## [Dataset records]
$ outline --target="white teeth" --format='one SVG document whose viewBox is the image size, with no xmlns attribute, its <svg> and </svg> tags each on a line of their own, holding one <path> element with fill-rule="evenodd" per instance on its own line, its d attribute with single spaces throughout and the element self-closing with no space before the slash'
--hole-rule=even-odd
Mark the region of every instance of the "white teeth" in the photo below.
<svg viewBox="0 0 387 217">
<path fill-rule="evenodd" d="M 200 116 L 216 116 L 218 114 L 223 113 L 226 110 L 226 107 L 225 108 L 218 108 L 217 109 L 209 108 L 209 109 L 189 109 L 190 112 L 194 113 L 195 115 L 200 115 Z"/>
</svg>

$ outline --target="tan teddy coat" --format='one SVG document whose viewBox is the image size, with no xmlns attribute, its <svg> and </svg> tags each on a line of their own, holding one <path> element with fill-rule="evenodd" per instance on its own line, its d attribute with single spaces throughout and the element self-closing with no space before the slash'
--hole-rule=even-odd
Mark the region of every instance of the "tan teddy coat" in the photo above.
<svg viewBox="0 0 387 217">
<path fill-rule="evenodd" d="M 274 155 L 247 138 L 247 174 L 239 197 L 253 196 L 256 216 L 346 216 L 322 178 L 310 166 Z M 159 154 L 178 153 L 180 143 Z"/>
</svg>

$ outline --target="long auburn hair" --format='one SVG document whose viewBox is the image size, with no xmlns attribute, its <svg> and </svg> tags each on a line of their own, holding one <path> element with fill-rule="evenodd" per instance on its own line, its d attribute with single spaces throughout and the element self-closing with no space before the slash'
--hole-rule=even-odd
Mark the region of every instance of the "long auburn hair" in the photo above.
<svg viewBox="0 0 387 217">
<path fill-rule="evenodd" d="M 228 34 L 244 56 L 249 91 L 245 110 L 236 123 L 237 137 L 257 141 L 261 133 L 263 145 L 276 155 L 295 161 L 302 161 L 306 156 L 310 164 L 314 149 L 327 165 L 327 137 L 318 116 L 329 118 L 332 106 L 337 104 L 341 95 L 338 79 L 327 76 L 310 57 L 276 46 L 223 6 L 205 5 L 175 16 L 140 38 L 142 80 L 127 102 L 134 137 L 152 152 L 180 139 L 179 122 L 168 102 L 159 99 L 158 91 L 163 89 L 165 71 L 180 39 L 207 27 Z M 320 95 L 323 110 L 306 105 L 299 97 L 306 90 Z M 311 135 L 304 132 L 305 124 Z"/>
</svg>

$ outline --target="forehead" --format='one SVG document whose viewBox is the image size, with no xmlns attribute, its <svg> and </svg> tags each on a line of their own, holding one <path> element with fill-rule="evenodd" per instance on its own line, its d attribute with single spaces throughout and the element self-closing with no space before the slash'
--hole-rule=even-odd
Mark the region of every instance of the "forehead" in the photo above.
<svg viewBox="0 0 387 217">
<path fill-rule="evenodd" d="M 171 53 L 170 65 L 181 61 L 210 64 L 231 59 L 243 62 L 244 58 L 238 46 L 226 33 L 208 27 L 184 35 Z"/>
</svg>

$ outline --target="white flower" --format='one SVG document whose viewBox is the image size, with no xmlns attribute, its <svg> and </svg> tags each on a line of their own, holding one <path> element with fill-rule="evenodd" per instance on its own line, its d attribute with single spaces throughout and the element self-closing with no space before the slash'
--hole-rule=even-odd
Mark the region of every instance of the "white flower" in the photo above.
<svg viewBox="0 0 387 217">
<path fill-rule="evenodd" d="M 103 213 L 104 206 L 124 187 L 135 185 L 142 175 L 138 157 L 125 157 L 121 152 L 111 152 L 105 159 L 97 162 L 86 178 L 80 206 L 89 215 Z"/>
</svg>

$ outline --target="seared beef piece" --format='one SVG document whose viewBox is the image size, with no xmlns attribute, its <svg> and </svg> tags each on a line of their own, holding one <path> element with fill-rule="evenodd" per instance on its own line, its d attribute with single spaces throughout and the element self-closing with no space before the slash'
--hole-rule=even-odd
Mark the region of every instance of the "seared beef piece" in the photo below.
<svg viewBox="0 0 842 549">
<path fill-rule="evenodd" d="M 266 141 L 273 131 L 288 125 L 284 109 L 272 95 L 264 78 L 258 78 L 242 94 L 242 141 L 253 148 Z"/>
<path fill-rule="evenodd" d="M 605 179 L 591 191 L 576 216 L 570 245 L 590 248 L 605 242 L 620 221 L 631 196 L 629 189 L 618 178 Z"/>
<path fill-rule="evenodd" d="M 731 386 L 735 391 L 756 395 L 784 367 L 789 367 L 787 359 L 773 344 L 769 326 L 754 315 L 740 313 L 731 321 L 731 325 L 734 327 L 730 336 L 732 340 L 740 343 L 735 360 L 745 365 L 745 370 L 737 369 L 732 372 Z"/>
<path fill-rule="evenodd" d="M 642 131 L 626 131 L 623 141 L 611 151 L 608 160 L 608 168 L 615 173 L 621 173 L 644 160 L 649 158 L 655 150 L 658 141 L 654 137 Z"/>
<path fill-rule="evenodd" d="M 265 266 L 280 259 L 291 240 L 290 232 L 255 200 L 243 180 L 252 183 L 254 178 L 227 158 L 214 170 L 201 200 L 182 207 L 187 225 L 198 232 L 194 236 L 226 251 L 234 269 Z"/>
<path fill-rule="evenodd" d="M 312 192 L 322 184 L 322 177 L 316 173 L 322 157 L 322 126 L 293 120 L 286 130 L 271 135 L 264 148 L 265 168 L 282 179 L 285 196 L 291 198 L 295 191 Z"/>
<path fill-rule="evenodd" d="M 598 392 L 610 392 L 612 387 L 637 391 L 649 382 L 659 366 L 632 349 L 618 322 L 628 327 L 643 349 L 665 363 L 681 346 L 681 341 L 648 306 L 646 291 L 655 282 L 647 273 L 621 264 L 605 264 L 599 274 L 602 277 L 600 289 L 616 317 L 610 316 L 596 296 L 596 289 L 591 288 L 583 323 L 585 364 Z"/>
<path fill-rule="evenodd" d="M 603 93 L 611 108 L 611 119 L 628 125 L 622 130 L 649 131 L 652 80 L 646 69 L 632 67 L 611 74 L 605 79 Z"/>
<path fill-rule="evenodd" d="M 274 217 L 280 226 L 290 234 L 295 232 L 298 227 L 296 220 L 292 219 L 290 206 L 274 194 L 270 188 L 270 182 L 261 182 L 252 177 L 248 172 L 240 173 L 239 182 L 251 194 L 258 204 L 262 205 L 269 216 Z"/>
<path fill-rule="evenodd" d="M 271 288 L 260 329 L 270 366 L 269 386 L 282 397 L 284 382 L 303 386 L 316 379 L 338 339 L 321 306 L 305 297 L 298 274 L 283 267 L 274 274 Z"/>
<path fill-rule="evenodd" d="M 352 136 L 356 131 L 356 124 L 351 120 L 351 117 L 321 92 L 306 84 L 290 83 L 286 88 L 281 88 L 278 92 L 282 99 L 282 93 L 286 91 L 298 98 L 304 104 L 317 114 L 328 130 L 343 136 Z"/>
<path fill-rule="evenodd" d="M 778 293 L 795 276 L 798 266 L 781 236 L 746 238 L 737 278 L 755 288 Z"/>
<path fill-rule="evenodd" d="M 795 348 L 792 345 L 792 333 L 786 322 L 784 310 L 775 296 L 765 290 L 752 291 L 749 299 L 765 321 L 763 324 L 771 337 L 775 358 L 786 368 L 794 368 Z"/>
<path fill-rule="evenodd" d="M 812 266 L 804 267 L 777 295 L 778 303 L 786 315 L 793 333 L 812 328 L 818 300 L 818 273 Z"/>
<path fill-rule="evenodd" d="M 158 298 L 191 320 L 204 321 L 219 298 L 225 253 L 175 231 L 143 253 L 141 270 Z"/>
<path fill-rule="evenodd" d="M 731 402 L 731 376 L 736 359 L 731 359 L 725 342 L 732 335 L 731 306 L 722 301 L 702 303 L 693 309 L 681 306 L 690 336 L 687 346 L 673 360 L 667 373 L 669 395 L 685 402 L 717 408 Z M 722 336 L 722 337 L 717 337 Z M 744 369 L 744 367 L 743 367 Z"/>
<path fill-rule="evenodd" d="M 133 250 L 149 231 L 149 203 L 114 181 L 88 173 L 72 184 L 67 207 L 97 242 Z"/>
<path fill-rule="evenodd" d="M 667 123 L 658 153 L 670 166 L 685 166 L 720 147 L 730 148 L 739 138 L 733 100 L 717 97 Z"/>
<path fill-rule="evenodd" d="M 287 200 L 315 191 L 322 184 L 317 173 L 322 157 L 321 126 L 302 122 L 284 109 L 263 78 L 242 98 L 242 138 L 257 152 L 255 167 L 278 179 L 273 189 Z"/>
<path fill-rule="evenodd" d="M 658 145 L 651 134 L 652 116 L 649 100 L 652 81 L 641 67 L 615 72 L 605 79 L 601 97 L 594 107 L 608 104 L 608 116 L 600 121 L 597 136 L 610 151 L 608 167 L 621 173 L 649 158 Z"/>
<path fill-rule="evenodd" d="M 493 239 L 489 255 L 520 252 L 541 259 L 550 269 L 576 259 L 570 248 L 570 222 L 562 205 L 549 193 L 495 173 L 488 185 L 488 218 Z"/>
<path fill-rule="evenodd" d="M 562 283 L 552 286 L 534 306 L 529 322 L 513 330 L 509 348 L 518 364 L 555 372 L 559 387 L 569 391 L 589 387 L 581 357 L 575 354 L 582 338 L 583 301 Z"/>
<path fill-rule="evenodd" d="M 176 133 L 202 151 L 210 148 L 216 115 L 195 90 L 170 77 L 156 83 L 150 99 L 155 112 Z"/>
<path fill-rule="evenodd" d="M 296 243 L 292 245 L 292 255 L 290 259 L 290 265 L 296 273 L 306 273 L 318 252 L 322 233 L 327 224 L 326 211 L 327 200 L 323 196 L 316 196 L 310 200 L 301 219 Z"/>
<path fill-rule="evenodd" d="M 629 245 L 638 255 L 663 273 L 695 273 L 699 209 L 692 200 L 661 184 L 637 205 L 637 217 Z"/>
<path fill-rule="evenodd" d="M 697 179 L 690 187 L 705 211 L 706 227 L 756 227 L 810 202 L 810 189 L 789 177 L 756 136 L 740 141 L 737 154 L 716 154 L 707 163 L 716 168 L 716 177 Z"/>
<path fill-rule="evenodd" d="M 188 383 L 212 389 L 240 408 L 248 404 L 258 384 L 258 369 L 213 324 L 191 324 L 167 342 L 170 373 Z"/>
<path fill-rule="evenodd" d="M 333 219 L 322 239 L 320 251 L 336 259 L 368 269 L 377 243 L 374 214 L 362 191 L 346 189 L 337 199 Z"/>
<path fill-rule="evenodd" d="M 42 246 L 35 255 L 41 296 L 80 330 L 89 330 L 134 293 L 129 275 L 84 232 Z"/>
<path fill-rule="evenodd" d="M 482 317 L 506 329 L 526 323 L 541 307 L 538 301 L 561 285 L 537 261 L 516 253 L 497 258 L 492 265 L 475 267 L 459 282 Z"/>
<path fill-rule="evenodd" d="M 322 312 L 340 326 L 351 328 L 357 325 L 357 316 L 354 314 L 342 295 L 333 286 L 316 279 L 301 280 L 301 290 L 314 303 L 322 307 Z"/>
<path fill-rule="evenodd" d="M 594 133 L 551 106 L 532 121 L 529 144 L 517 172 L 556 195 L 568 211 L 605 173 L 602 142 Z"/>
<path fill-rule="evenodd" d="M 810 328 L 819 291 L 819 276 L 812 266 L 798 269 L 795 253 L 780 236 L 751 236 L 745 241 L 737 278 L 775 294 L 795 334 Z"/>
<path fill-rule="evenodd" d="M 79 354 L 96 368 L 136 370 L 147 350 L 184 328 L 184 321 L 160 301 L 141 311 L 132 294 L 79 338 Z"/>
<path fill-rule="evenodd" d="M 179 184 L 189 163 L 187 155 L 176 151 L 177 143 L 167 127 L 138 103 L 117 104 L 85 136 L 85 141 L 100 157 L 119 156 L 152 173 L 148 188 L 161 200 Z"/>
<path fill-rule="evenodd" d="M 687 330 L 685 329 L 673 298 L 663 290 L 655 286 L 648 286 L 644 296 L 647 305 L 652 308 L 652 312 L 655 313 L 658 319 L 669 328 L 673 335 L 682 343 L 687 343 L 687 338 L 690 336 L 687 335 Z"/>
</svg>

## [Exercise objective]
Select every line in the records above that contains the string "teeth", treating uppercase and lowercase as different.

## [Solution]
$ outline --target="white teeth" --format='one SVG document whose viewBox is the image size, with no xmlns attribute, its <svg> and </svg> tags each on a line of their own, holding one <path> element with fill-rule="evenodd" per instance on its own line, its d attribute with single spaces throughout and the element self-closing with no space before the slash'
Mark the region of every instance of the "white teeth" in the photo below.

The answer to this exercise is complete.